## Exercise aim
Can you return the lines of the listing below word for word, starting at the line containing "grave marker --all-instances" and ending at the line containing "31), (22, 70)]", with both of those lines included?

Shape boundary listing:
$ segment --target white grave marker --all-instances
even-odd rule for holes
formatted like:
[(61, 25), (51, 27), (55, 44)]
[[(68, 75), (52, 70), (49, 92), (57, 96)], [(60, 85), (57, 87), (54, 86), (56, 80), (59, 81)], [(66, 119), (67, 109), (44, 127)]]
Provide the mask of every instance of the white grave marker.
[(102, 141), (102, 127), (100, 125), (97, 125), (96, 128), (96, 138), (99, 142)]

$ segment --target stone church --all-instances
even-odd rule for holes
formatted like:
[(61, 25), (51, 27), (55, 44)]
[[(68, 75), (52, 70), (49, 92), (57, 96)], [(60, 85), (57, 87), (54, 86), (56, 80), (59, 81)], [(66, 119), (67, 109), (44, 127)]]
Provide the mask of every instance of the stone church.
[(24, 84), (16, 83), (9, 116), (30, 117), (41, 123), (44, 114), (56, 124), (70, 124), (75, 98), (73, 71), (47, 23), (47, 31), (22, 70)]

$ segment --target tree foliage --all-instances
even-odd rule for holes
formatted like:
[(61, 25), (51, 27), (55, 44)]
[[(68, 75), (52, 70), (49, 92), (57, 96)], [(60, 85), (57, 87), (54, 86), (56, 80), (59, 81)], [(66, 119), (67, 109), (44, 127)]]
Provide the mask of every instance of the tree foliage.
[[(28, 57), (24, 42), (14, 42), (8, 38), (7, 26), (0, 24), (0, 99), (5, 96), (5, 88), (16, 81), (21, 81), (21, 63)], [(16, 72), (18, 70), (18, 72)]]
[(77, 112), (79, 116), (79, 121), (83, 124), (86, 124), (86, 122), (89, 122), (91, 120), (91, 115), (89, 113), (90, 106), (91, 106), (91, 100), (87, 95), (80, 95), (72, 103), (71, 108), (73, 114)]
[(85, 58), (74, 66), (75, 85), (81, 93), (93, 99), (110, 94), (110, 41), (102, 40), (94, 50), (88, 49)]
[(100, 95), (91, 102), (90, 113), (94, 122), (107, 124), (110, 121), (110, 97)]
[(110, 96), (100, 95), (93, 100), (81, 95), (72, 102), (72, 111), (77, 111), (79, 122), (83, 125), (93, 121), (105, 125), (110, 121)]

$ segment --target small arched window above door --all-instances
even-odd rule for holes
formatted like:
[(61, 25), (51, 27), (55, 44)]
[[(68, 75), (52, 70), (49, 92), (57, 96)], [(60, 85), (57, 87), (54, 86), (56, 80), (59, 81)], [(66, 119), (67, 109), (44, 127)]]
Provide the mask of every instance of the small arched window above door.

---

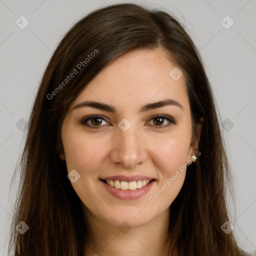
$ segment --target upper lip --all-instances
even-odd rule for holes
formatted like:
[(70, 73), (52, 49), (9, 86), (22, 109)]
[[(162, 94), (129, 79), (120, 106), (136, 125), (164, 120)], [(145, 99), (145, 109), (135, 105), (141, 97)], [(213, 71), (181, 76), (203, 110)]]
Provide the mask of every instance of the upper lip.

==

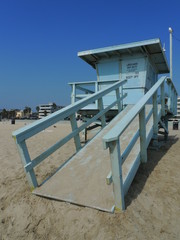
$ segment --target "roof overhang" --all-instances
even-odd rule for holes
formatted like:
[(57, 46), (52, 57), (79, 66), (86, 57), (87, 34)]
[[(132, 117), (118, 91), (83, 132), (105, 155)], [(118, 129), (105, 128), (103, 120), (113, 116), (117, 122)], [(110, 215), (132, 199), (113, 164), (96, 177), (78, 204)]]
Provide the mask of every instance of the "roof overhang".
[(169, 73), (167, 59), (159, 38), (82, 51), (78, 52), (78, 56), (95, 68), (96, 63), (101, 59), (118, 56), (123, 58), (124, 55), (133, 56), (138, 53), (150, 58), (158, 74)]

## Output for this exercise
$ segment --target white grave marker --all-instances
even-odd rule for holes
formatted like:
[(61, 25), (51, 27), (55, 44)]
[[(68, 75), (52, 70), (49, 92), (57, 96)], [(60, 85), (57, 87), (54, 86), (56, 80), (59, 81)], [(66, 119), (67, 109), (44, 127)]]
Provide the mask of every instance of the white grave marker.
[(102, 141), (102, 127), (100, 125), (97, 125), (96, 128), (96, 138), (99, 142)]

$ segment --target stone church --all-instances
even-odd rule for holes
formatted like:
[(61, 25), (51, 27), (55, 44)]
[[(68, 75), (52, 70), (49, 92), (57, 96)], [(60, 85), (57, 87), (54, 86), (56, 80), (59, 81)], [(66, 119), (67, 109), (44, 127)]]
Provide the mask of every instance of the stone church.
[(24, 84), (16, 83), (9, 116), (30, 117), (41, 123), (44, 114), (56, 124), (70, 124), (75, 98), (73, 71), (47, 23), (47, 31), (22, 70)]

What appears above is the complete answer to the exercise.